SHORT PROBLEM: Exactly as written, please set down all of the entries again, with no pictures.

[Point labeling examples]
'''
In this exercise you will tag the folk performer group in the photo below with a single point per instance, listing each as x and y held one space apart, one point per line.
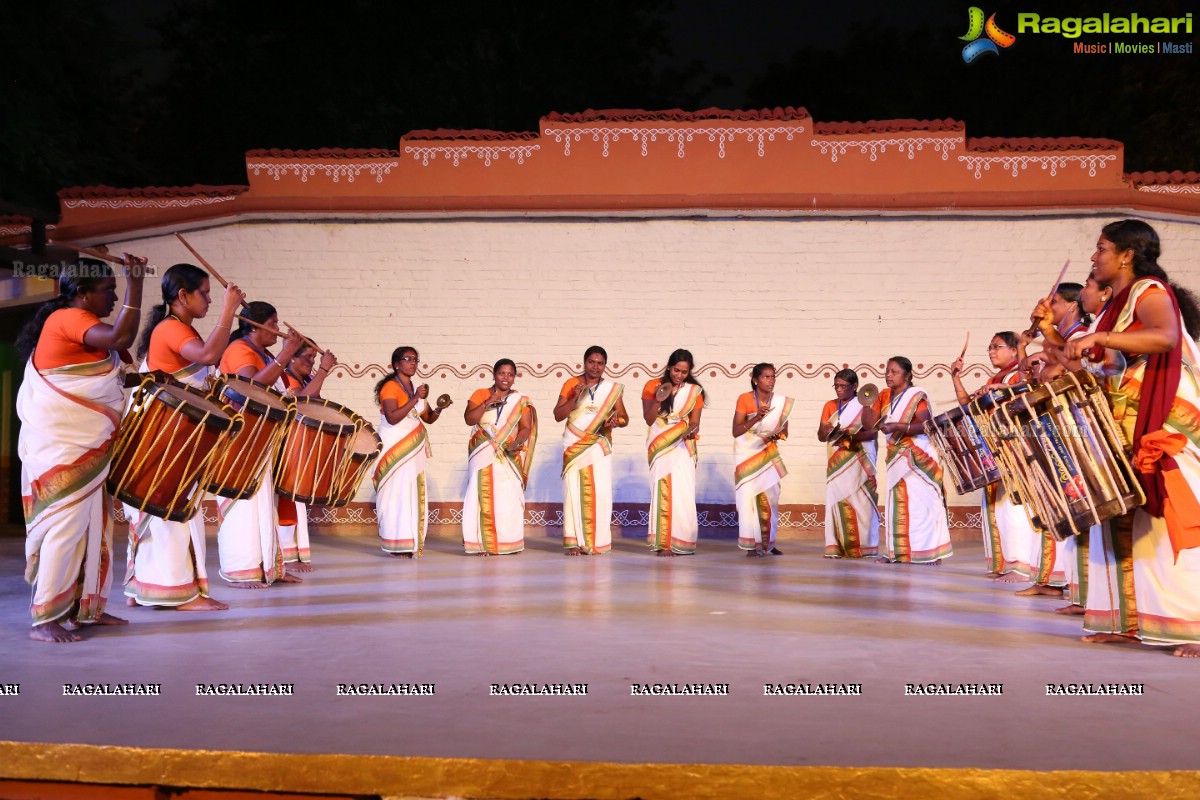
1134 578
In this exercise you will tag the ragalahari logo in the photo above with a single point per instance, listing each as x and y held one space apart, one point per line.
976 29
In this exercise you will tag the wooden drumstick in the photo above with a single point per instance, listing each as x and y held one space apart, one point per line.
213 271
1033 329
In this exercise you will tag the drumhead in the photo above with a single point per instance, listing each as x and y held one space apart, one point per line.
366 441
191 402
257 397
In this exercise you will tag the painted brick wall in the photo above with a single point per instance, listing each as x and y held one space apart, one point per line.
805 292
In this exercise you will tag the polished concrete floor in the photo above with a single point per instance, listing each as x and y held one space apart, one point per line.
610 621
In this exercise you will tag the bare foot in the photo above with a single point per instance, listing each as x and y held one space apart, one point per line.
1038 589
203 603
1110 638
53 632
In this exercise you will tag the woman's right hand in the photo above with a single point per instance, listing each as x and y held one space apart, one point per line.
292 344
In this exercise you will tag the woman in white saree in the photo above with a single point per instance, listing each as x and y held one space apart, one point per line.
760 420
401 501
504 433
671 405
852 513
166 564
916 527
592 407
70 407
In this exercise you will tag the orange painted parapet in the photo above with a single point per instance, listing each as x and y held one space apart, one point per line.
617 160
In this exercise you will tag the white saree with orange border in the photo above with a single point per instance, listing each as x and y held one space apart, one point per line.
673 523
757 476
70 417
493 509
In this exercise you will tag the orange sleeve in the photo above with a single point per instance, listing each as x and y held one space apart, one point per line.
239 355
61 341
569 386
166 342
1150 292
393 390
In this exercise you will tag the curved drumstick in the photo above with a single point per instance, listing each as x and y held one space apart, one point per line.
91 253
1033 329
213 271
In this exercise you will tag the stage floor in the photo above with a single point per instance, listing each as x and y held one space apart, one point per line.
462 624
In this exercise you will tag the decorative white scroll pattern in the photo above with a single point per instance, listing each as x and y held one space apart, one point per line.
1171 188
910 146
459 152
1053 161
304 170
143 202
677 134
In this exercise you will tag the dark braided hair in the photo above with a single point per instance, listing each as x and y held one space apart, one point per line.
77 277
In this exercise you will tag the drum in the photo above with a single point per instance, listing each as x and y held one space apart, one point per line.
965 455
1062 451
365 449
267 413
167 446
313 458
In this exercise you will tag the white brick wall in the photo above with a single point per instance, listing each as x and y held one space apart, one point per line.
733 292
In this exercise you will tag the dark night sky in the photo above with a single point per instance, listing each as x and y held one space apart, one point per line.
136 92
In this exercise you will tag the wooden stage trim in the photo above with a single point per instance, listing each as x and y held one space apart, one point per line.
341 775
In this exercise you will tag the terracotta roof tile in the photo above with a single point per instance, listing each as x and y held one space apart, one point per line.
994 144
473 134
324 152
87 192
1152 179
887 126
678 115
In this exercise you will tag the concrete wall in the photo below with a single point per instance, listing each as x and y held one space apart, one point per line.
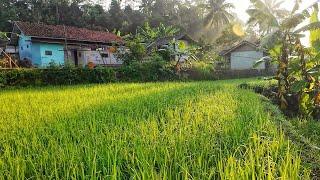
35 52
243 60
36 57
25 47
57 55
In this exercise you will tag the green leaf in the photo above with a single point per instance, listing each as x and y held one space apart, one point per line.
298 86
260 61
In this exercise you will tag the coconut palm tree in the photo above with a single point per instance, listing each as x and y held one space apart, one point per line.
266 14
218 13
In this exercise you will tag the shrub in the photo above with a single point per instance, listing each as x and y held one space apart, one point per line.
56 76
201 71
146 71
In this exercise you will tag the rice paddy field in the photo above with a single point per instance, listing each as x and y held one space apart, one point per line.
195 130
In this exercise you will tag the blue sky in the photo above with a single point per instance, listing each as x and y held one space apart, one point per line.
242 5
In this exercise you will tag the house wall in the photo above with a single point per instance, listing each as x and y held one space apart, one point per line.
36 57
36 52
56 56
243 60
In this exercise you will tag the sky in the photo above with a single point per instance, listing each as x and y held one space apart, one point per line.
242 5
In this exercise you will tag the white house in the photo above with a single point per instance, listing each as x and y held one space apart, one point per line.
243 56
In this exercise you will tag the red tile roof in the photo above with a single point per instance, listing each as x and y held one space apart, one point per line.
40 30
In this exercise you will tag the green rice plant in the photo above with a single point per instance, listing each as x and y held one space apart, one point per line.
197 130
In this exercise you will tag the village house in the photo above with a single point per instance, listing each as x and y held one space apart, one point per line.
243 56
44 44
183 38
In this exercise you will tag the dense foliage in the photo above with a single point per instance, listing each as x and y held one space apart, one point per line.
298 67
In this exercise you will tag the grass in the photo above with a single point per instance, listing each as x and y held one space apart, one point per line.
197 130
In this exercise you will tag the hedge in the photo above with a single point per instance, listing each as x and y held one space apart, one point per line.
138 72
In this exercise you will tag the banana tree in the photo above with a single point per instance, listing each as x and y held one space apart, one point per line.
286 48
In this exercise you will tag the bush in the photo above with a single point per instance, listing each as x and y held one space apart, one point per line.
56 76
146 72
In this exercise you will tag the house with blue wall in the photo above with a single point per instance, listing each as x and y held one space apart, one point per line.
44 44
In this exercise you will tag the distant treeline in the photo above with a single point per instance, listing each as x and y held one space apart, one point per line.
'''
EXERCISE SOLUTION:
In this exercise you will tag the folk performer group in the photo below with a single point per instance, listing each as x and y held one space apart, one point per line.
1134 578
In this exercise you will tag the ragalahari logo in the photo above with a single point per instance, listing each as x and y held one space apart, one point per line.
976 29
In this exercise you will tag the wooden drumstick in the photo above with a single point per instance, listing each as x and y held one space apart, one point per line.
213 271
1033 329
In this exercise you will tag the drumhead in the photo above with a single point per instance, listing each as x and y held one space apart, one point per line.
366 441
191 402
257 397
In this exercise you will tag the painted brick wall in the photo above with a single point per instance, listing each as x and y held one space apart, one point per line.
805 292
In this exercise you will tag the polished concrete floor in the photo above with a single point per instance, listing each as x and y held one space apart, one point per line.
610 621
In this exercise you will tag the bare foot in the photo above with a single point per instance, listing each as x and y held one space apart, one point per line.
1038 589
203 603
1110 638
53 632
In this exercise you will tag the woman's right hand in the photo above with a single point per instance, listing each as x and y held one space apart, one point per line.
292 344
In this exercise you will tag the woman in white saree in the photo above with a single point per instance, listing each as x and y held one space apart, one point per line.
760 420
401 501
504 433
671 405
852 513
166 564
916 527
592 407
70 407
In this exercise you will tag the orange painted parapet in the photo above with a single point per instance, listing each as x and y held one space apart, one point per line.
617 160
In this exercise you will tag the white saree with orange border in the photo above with a single point per instance, listing each as x and y held one space apart, one point per line.
673 523
757 476
70 417
493 509
In this exercise you will tag the orange sleeve in the photo above with a single point per instance, listing each as x and y held one space apart, one point per line.
239 355
61 341
569 386
166 342
1150 292
393 390
In this exercise you will tag the curved drumstick in the photo above with a single point per instance, listing each as x and y held one space apart, one point per line.
91 253
1033 329
213 271
In this exercise you will tag the stage floor in the photo above with a single point per instance, listing each as x and y held one space apart, one point per line.
462 624
In this exercise you will tag the decorative white scroll pattern in the photo above with a single point per instance, listing each as x and y held one space apart, one point per line.
1171 188
910 146
459 152
1053 161
304 170
143 202
677 134
In this exercise you will tag the dark braided hair in the photo above with a single point per instance, listing each as x and y held one space apart, one point per line.
77 277
In this exercise you will tag the drum in the photo above with a single point per instance, listing each as x and y held one space apart, one point per line.
965 455
1062 451
365 449
267 413
167 446
313 458
In this exercise you will tag the white brick wall in the photo above with a single point per instance, listing each as x and y held one space apart, one point per line.
733 292
In this exercise you will tag the dark night sky in the photo above with a single point per instance, listing each as x and y held one space apart, one point per line.
136 92
In this exercise you will tag the wooden stage trim in the photo above with a single point per instance, listing each as x and y held one space apart, one point per line.
341 775
In this exercise you will tag the terracotta roof tile in the photo above with a single point per instance, listing each as x and y held one space apart, one point per line.
994 144
473 134
324 152
87 192
1152 179
887 126
678 115
In this exercise you will tag the concrete wall in the photo below with a single point per instance, listing each as x and y held one space apart, one point per line.
35 52
243 60
36 57
25 47
57 55
In this exercise you will tag the green leaf in the photo above with a single point per instance, listing each as x and y held one space apart, one point per line.
298 86
260 61
In this exercise you will tag the coconut palm tree in the photo above with a single point per instance, listing each as x and y held one space apart, one point per line.
266 14
218 13
In this exercise you will tag the shrub in the photo above with a single point per instance, listing each as x and y held one space apart, one point per line.
56 76
201 71
146 71
In this exercise you will tag the rice paddy field in the photo above with a single point per instance, listing each as x and y held one space apart, one point per line.
195 130
In this exercise you will tag the blue sky in the photo above with a single point per instance, listing each as x and y held one space apart, one point per line.
242 5
In this exercise you will tag the house wall in the photo above with a single point per instance, listing each as x and y held one space apart, one point per line.
36 57
36 52
56 56
243 60
In this exercise you will tag the sky in the photo above with a single point per instance, listing each as x and y held one space apart, one point per line.
242 5
In this exercise you will tag the white house in the photo above with a single point per instance, listing each as x and y held one space apart, one point per line.
243 56
In this exercise you will tag the red tile roof in the photo above with a single point per instance, listing each as x and y held one space apart, one point per line.
40 30
In this exercise you will tag the green rice plant in the photo above with a single point per instance, listing each as x and y held one space apart, one point per line.
197 130
In this exercise you will tag the village house in the photo above with a single point per instance, listing each as x and y held one space apart, one point per line.
243 56
44 44
183 38
In this exercise you will tag the dense foliage in the photo above with a single point per instance, listing each as x and y held one space apart, one point per line.
298 67
In this exercise you will tag the grass in the photo above with a single point per instance, listing each as x and y held one space apart, one point per line.
197 130
In this exercise you will tag the hedge in the photo above with a single point per instance, listing each as x and y held one space apart, one point per line.
138 72
In this exercise you will tag the banana tree in the photo above with a single point per instance, listing each as x and y held one space apart, one point per line.
286 48
In this exercise you will tag the bush in the photo above with a single point per instance, listing each as x and y held one space apart, one point per line.
56 76
146 72
In this exercise you will tag the house with blue wall in the photo above with a single point per instance, listing each as x and y held one space apart, one point per line.
44 44
In this exercise you will tag the distant treeline in the photo above with a single point per instance, listing each as x and y held one space apart, one point per line.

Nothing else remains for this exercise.